Coordinate annotation records:
"""
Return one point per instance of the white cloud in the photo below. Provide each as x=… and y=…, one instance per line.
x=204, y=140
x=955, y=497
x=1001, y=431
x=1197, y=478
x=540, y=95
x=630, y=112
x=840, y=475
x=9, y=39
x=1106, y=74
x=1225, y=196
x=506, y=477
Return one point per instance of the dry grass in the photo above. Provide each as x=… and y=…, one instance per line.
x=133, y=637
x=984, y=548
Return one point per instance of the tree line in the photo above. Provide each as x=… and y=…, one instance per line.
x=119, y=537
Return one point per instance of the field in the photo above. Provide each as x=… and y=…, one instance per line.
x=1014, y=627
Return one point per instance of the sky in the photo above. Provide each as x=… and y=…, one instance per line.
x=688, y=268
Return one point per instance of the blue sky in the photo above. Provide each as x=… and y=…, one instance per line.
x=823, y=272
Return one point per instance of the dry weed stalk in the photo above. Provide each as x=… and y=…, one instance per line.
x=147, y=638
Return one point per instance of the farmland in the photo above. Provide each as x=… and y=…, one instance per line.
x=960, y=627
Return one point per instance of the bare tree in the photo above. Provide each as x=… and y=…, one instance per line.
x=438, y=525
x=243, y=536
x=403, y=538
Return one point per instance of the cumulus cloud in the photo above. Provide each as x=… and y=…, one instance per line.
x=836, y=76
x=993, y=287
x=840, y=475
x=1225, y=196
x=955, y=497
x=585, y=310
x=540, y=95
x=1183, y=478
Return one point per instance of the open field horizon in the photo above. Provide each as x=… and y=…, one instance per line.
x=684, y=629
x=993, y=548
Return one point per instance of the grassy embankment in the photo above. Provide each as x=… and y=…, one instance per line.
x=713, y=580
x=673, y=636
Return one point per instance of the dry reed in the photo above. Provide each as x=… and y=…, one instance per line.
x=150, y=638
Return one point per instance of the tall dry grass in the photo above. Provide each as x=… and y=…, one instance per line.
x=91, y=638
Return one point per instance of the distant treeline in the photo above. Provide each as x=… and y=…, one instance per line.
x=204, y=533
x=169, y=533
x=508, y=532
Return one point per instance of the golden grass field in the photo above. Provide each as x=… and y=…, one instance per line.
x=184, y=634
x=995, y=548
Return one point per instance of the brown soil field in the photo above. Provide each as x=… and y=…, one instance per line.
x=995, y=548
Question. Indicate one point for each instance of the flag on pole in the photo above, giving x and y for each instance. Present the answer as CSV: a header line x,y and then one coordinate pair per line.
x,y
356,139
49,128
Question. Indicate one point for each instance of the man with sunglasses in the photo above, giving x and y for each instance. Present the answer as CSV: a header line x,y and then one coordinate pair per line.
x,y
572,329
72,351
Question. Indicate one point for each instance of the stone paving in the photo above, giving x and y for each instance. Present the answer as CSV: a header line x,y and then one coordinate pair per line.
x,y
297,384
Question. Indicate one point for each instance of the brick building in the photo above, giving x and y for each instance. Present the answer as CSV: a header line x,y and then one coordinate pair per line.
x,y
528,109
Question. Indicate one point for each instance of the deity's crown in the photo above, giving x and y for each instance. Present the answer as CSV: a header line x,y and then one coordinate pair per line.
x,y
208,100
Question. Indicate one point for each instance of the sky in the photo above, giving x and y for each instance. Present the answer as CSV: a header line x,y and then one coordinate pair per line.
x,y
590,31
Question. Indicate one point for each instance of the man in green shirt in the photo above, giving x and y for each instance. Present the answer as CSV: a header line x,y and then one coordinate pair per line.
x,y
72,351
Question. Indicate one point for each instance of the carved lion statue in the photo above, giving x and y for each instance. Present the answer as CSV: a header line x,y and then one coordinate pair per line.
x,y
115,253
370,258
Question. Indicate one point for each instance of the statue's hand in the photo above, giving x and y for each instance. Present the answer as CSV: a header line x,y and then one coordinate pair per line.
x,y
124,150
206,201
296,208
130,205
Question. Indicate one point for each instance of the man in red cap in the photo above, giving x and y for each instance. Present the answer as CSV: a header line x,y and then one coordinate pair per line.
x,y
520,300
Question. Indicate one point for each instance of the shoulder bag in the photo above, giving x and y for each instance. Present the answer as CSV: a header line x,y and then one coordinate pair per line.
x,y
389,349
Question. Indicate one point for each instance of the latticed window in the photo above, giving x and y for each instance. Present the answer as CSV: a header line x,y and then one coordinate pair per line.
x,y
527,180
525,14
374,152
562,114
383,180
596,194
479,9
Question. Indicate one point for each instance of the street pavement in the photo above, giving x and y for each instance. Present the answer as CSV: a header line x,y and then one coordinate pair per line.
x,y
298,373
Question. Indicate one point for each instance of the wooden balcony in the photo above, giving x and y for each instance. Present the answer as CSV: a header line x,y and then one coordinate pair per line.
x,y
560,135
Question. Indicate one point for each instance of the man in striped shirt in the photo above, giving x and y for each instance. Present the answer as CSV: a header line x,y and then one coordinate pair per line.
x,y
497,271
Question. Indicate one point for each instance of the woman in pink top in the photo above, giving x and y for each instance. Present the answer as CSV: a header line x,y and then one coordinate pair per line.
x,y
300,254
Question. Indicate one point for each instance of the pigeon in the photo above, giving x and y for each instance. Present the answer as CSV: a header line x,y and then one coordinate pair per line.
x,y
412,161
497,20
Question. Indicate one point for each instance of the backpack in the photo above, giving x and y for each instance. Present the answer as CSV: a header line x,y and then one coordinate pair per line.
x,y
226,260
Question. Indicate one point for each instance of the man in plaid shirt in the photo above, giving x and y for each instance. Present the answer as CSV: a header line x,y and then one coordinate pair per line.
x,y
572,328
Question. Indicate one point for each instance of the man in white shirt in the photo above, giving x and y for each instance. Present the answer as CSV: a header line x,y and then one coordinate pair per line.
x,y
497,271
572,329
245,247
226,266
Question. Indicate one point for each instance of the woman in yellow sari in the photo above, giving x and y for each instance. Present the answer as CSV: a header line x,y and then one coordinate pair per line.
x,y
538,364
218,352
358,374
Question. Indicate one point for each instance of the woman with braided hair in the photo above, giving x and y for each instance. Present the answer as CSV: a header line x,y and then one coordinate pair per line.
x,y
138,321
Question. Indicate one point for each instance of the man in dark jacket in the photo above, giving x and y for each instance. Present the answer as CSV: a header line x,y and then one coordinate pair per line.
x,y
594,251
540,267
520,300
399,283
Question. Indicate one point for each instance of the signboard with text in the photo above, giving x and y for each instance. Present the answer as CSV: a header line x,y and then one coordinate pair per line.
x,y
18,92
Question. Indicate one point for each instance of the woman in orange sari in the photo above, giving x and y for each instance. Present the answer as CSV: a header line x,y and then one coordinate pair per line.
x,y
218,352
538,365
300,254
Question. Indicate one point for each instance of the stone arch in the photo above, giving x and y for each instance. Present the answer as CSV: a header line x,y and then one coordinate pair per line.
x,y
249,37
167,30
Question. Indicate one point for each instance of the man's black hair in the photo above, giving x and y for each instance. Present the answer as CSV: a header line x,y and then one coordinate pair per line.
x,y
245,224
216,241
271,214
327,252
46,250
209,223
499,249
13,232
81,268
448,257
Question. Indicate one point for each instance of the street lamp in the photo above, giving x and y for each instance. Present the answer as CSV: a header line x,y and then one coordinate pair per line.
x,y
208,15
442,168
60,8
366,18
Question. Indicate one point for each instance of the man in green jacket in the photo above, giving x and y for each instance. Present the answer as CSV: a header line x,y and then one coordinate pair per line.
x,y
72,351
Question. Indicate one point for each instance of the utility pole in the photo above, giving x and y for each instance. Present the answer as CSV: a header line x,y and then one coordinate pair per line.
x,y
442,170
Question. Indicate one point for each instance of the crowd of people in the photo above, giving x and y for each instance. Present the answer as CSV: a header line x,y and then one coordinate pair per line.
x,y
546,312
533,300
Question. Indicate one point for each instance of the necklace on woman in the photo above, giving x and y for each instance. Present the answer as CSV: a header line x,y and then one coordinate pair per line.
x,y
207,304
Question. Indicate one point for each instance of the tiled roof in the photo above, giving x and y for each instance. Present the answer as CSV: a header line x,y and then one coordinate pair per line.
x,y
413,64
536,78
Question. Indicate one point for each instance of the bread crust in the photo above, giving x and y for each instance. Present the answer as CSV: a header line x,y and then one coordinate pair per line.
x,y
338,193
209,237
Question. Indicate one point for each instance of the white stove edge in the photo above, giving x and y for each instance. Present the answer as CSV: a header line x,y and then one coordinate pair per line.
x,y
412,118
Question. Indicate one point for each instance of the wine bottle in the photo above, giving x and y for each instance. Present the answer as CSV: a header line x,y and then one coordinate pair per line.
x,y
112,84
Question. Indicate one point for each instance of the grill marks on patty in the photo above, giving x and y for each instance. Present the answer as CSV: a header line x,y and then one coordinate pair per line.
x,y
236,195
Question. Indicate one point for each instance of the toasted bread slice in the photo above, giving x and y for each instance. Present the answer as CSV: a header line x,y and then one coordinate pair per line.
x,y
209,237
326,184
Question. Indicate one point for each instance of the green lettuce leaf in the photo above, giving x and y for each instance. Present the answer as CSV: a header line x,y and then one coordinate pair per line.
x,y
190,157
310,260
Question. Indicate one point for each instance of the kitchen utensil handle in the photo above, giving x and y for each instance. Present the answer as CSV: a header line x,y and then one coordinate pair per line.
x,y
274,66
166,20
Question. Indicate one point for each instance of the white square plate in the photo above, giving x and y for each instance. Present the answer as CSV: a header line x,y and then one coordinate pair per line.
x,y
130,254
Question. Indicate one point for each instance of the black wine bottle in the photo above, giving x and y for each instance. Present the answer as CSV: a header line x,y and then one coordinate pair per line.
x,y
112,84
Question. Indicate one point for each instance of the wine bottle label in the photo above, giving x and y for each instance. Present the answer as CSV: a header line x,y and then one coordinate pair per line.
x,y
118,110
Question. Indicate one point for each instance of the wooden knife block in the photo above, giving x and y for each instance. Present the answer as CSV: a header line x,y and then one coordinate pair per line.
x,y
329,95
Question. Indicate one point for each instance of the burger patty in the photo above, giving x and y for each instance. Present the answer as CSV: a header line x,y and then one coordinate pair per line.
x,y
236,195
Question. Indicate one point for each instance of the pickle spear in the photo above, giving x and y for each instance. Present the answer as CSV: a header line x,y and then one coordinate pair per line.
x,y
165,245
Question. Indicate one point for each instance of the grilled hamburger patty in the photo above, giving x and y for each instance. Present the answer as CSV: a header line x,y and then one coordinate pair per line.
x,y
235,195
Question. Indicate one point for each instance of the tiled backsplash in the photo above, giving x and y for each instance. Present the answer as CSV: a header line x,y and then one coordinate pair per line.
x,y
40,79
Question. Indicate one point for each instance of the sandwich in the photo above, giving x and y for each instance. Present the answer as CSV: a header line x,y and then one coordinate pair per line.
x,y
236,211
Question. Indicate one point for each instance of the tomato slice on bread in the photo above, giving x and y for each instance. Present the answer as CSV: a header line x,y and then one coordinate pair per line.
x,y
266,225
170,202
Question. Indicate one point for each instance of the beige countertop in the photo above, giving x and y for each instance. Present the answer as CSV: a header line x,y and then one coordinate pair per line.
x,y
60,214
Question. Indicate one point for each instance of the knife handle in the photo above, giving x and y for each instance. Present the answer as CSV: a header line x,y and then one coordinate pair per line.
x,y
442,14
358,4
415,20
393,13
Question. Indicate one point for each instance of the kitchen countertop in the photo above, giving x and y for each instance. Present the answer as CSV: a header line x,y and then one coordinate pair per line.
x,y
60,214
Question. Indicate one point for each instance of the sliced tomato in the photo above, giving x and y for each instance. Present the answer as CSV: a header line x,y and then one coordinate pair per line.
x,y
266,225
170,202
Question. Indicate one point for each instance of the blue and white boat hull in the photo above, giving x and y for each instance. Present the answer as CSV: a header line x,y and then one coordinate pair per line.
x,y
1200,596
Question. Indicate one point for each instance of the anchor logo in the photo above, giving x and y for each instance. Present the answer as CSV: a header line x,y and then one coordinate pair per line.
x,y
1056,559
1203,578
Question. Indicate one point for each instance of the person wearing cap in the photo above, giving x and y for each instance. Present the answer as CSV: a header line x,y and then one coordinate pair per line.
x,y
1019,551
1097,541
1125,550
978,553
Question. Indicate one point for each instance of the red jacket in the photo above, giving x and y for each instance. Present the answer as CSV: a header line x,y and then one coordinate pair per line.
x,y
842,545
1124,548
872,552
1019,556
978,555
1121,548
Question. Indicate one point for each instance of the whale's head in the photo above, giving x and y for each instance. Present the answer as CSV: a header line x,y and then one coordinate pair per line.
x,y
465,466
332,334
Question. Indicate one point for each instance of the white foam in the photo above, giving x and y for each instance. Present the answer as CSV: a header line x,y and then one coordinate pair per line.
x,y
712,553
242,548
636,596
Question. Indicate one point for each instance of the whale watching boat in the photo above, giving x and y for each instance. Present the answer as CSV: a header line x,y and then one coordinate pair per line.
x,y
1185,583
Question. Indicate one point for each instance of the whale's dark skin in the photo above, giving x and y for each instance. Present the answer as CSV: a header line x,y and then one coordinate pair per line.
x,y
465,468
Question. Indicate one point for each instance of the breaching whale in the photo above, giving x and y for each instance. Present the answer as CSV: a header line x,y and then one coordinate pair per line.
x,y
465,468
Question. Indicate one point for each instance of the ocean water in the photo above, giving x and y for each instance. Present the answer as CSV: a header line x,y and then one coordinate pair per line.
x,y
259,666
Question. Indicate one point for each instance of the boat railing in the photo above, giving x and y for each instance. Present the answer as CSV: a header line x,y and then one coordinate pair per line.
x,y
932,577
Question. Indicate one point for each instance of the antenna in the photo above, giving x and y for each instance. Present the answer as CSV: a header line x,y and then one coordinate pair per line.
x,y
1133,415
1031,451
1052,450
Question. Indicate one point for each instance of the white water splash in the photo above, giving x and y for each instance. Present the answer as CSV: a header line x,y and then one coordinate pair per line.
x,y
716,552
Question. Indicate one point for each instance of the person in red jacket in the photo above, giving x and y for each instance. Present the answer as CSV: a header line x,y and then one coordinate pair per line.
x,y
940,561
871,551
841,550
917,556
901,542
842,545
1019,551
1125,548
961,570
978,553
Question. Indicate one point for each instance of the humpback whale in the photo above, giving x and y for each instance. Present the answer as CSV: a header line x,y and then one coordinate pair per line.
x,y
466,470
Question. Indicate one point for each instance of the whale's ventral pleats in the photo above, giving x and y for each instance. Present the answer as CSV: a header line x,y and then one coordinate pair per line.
"""
**What the exercise asks:**
Rewrite the items above as a two-column CSV, starting at the first item and ending at the line that contains "x=688, y=268", with one row per item. Use the headers item and answer, and put the item text and its answer each in one quoted field, with any line breaks replaced by spaces.

**Result of the task:**
item,answer
"Return one point per instance of the white cloud in the photo below. Provide each as x=… and y=…, one instance per line.","x=204, y=140 x=955, y=497 x=1001, y=431 x=1197, y=478 x=540, y=95 x=630, y=112 x=840, y=475 x=9, y=39 x=1106, y=74 x=1225, y=196 x=506, y=477"
"Return one point per instance of the dry grass in the photo above. Provide each as x=… and y=…, one instance per line.","x=133, y=637 x=984, y=548"
"Return one point per instance of the tree line in the photo above. Provide each as x=… and y=…, one instance per line.","x=119, y=537"
"Return one point per instance of the field in the photo above. Provide each as x=… and y=…, one instance per line.","x=1014, y=627"
"Return one point per instance of the sky in the photo above. Provide each as x=… and y=…, one instance per line.","x=688, y=268"